Job: Copy the records starting at the first line and ending at the line that contains "pixel 308 133", with both of those lines included. Leave the pictures out of your copy.

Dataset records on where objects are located

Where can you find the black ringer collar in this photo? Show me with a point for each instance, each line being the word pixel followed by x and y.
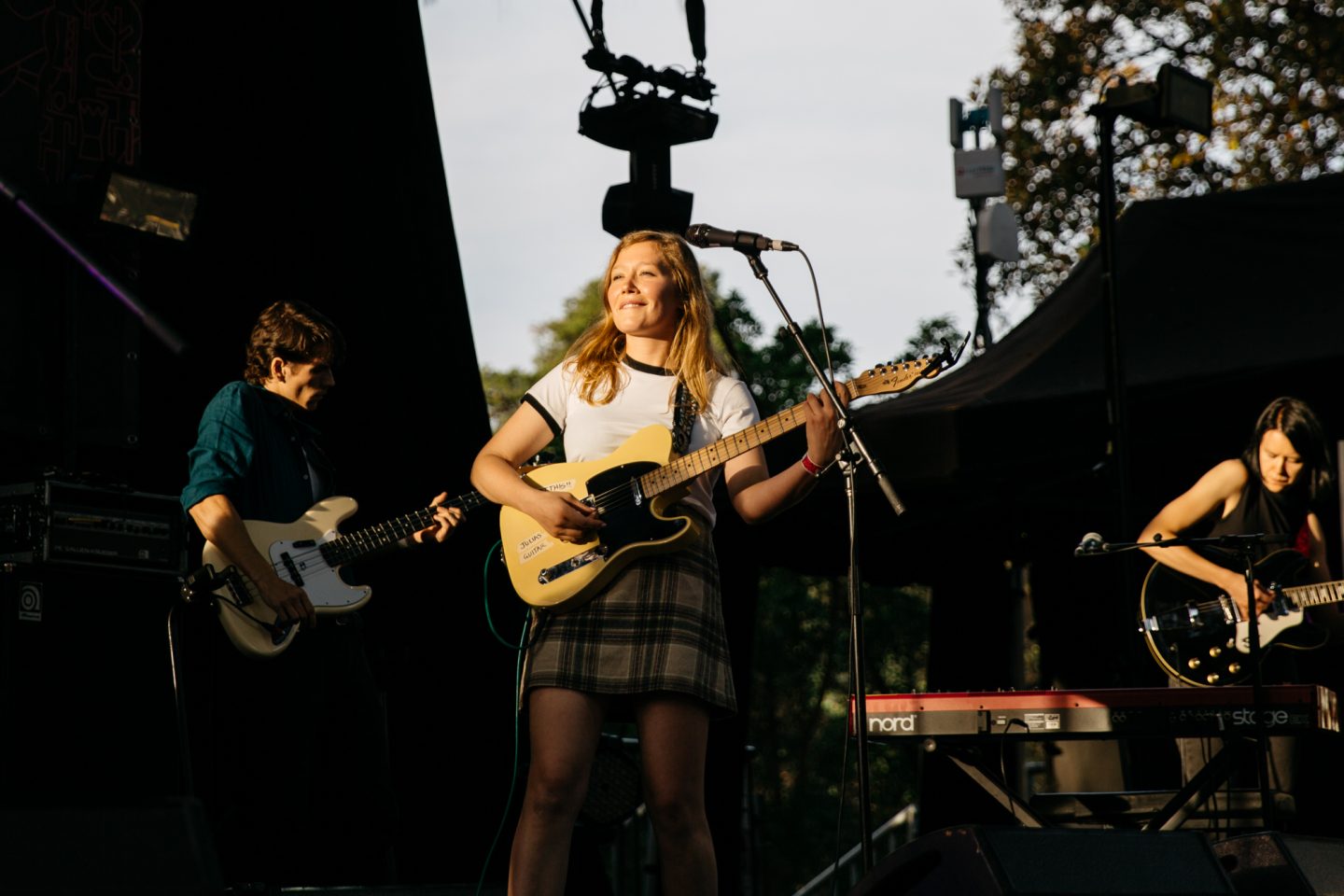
pixel 647 369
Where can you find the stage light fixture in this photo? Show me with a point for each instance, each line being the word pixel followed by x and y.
pixel 1176 100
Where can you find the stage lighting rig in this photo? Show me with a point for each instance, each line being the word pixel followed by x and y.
pixel 652 110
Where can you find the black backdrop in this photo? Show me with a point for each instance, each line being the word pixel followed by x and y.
pixel 308 133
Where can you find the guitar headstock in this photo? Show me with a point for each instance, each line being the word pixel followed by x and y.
pixel 897 376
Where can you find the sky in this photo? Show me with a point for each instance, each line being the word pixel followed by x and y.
pixel 833 134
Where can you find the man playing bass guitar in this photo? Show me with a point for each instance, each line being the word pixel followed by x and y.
pixel 297 745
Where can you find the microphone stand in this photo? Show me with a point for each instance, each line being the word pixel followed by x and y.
pixel 1242 547
pixel 855 448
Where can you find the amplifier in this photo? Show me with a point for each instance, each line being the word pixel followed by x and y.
pixel 55 523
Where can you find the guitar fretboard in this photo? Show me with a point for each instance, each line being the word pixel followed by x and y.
pixel 357 544
pixel 711 455
pixel 890 378
pixel 1312 595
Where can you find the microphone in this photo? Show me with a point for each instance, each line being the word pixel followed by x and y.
pixel 707 237
pixel 1092 543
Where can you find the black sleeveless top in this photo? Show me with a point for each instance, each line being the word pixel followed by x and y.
pixel 1264 511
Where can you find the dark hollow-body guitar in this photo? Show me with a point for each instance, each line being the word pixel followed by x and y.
pixel 1197 633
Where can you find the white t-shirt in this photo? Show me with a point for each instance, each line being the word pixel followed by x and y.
pixel 647 395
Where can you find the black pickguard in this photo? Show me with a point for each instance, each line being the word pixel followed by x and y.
pixel 629 516
pixel 1197 641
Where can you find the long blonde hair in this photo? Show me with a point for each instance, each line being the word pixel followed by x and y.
pixel 595 357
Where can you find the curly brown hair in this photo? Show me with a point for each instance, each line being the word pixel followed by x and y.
pixel 293 332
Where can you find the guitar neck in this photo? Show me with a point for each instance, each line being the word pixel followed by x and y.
pixel 1315 595
pixel 375 538
pixel 703 459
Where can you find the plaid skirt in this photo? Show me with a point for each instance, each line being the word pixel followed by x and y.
pixel 657 627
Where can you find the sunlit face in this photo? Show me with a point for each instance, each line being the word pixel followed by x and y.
pixel 302 383
pixel 1280 461
pixel 643 297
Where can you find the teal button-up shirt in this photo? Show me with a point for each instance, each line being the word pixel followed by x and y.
pixel 254 449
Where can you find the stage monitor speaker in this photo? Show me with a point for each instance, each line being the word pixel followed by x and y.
pixel 1274 864
pixel 1057 861
pixel 161 850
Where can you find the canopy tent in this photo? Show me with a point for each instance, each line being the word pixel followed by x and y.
pixel 1225 301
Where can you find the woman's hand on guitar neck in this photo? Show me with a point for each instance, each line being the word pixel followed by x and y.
pixel 1234 586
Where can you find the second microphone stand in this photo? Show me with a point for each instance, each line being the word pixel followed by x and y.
pixel 854 452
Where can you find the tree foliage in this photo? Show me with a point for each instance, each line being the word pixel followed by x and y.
pixel 800 715
pixel 1279 81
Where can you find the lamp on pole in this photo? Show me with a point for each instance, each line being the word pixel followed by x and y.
pixel 979 176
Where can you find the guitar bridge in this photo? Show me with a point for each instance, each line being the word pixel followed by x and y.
pixel 577 562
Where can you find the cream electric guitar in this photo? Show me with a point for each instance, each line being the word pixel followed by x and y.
pixel 308 553
pixel 633 486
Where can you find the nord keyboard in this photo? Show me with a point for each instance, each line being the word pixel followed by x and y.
pixel 1117 712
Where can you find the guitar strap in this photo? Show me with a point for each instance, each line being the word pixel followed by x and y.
pixel 683 418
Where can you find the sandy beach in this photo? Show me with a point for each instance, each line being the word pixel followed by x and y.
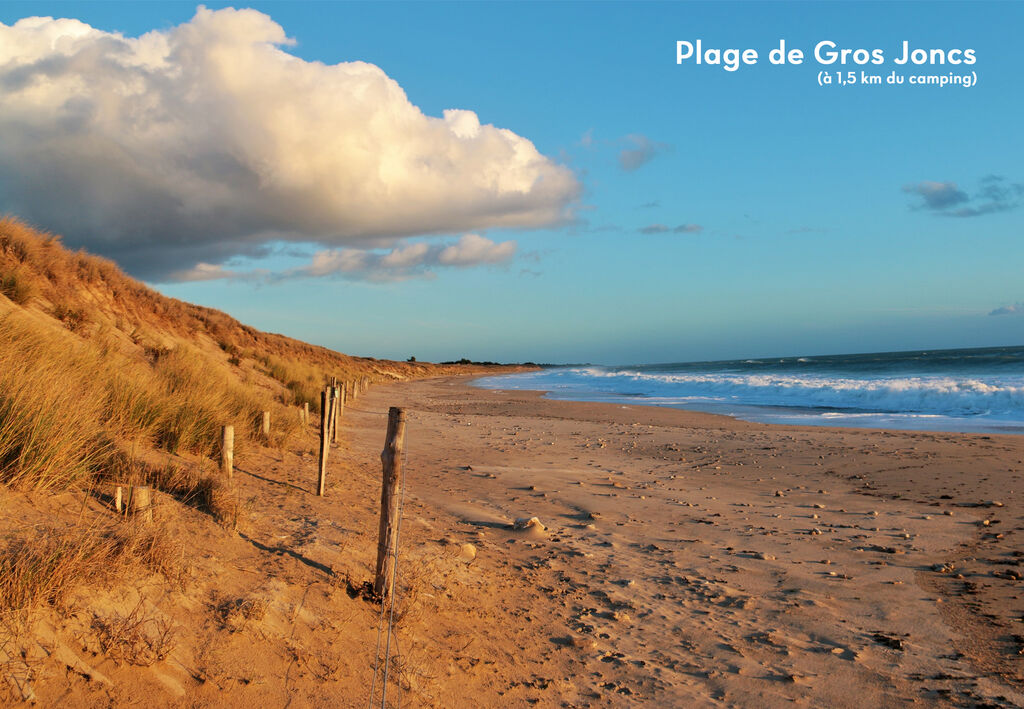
pixel 693 559
pixel 681 559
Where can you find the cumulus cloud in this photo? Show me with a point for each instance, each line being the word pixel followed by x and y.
pixel 688 228
pixel 183 148
pixel 993 195
pixel 665 228
pixel 418 259
pixel 641 151
pixel 1012 309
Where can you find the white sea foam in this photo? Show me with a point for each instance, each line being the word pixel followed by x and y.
pixel 993 397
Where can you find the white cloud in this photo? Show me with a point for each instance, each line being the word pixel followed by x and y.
pixel 1011 309
pixel 473 249
pixel 642 150
pixel 400 263
pixel 208 140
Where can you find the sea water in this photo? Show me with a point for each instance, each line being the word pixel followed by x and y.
pixel 978 389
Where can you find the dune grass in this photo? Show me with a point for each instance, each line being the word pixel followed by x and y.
pixel 64 404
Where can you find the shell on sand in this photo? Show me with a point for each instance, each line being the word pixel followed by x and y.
pixel 530 526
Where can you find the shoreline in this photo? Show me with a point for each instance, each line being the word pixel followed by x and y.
pixel 678 558
pixel 692 558
pixel 980 430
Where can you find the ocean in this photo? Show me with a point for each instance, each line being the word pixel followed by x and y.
pixel 980 389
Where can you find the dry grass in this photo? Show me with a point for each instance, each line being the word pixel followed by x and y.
pixel 141 637
pixel 236 614
pixel 42 569
pixel 64 403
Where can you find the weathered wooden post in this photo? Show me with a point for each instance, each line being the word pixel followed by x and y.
pixel 325 442
pixel 141 502
pixel 335 400
pixel 264 427
pixel 391 462
pixel 227 451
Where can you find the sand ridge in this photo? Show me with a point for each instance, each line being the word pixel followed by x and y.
pixel 685 559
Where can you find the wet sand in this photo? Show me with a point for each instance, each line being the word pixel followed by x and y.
pixel 694 559
pixel 680 559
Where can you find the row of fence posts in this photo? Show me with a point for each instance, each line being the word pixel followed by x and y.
pixel 333 400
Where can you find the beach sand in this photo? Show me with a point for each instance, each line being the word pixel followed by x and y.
pixel 694 559
pixel 681 559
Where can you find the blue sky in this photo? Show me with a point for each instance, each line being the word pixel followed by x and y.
pixel 827 215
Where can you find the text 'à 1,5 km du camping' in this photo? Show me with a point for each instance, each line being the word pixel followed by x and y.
pixel 861 78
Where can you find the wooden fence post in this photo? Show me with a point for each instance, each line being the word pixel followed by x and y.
pixel 325 442
pixel 141 502
pixel 391 462
pixel 227 451
pixel 335 399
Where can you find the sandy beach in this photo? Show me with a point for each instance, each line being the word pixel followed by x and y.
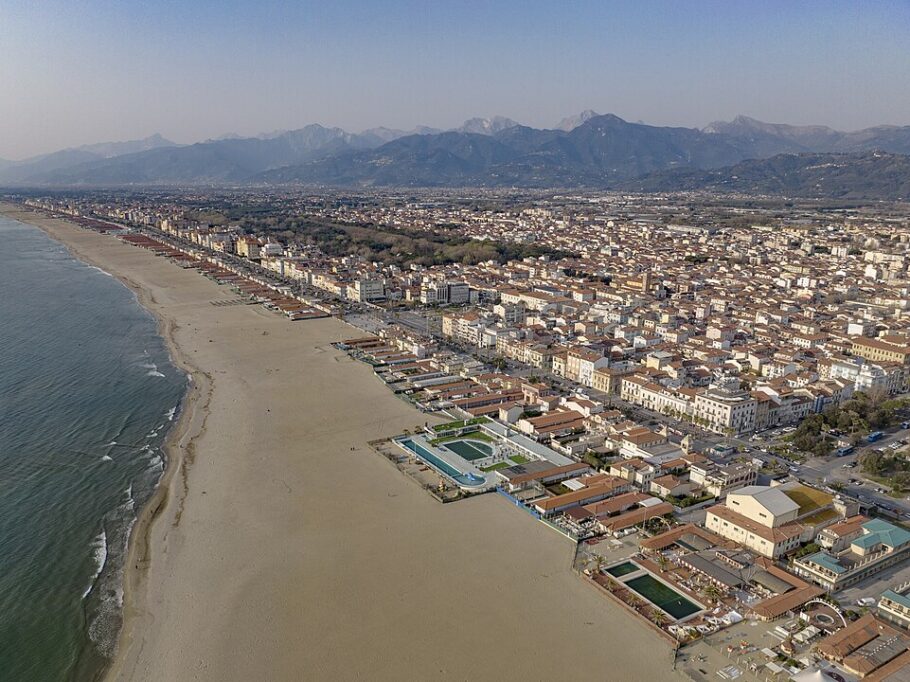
pixel 273 551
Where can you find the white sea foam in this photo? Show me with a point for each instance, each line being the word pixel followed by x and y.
pixel 103 272
pixel 99 554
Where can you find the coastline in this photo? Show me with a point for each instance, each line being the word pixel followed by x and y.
pixel 287 608
pixel 190 424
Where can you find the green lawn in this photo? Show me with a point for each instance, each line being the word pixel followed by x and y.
pixel 477 435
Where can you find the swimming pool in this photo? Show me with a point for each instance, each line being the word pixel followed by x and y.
pixel 623 569
pixel 468 480
pixel 663 596
pixel 469 449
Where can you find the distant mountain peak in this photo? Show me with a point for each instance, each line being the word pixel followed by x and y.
pixel 570 123
pixel 486 126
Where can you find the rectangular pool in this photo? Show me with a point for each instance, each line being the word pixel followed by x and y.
pixel 663 596
pixel 622 569
pixel 469 450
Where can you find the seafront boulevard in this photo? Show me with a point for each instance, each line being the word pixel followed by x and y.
pixel 283 549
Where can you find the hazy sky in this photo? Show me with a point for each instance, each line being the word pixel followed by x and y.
pixel 79 71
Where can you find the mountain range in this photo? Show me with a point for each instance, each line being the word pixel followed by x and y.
pixel 588 150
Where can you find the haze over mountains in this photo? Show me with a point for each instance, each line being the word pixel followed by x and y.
pixel 587 151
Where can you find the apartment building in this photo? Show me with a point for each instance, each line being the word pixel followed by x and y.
pixel 883 349
pixel 877 545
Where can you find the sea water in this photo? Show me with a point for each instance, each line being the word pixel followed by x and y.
pixel 87 396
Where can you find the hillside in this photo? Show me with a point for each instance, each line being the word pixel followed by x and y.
pixel 866 175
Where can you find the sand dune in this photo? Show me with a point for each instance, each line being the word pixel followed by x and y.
pixel 278 553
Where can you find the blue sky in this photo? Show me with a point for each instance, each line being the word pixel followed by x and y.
pixel 74 72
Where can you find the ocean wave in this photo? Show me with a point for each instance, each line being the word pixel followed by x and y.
pixel 103 272
pixel 99 554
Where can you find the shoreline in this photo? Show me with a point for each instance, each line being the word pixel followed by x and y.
pixel 190 424
pixel 217 597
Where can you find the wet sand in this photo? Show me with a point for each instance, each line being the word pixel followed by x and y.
pixel 272 551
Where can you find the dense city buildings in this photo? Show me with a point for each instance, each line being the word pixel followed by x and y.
pixel 709 398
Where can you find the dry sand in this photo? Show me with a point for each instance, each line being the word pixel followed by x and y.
pixel 275 552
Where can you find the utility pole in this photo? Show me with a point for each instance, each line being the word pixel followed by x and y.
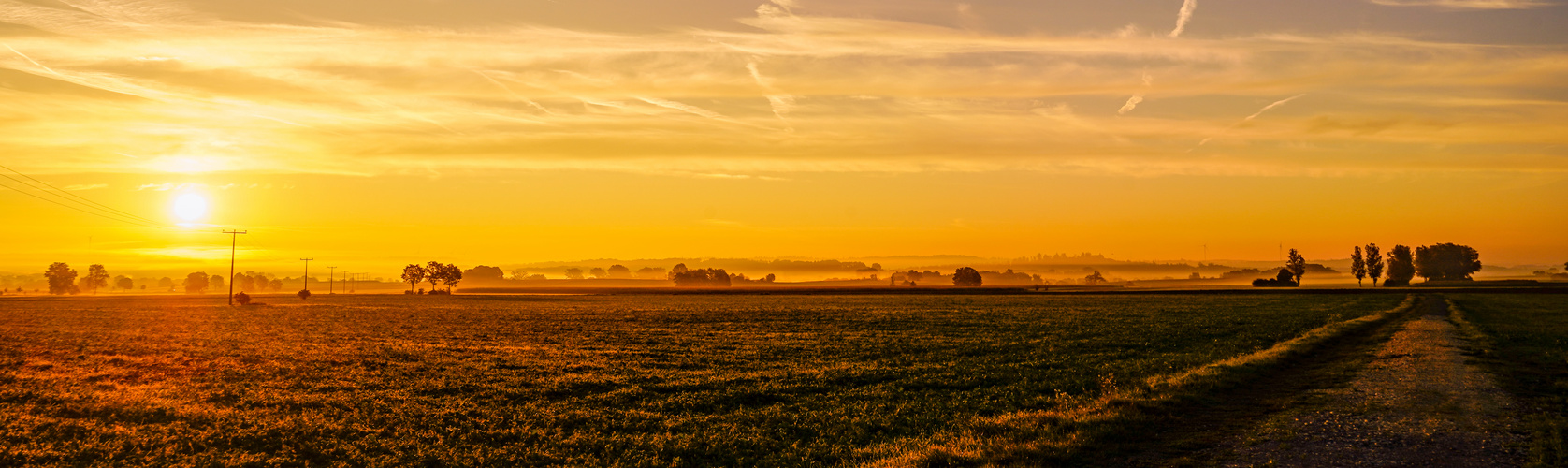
pixel 234 238
pixel 306 273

Result of this exercise:
Where can you find the black ringer collar in this photo? Show me with a point for each instance, each line being the word pixel followed by x and y.
pixel 647 369
Where can you find the stage light fixture in this photo? Show me with a point for each instance, each line being the word pixel followed by x and y.
pixel 1176 100
Where can you find the stage lighting rig in this photo? Show me with a point for each instance, each line being the word pixel followed by x and y.
pixel 652 110
Where can you find the black backdrop in this photo? Show me with a point for each instance, each line being the word pixel followed by x and y.
pixel 308 133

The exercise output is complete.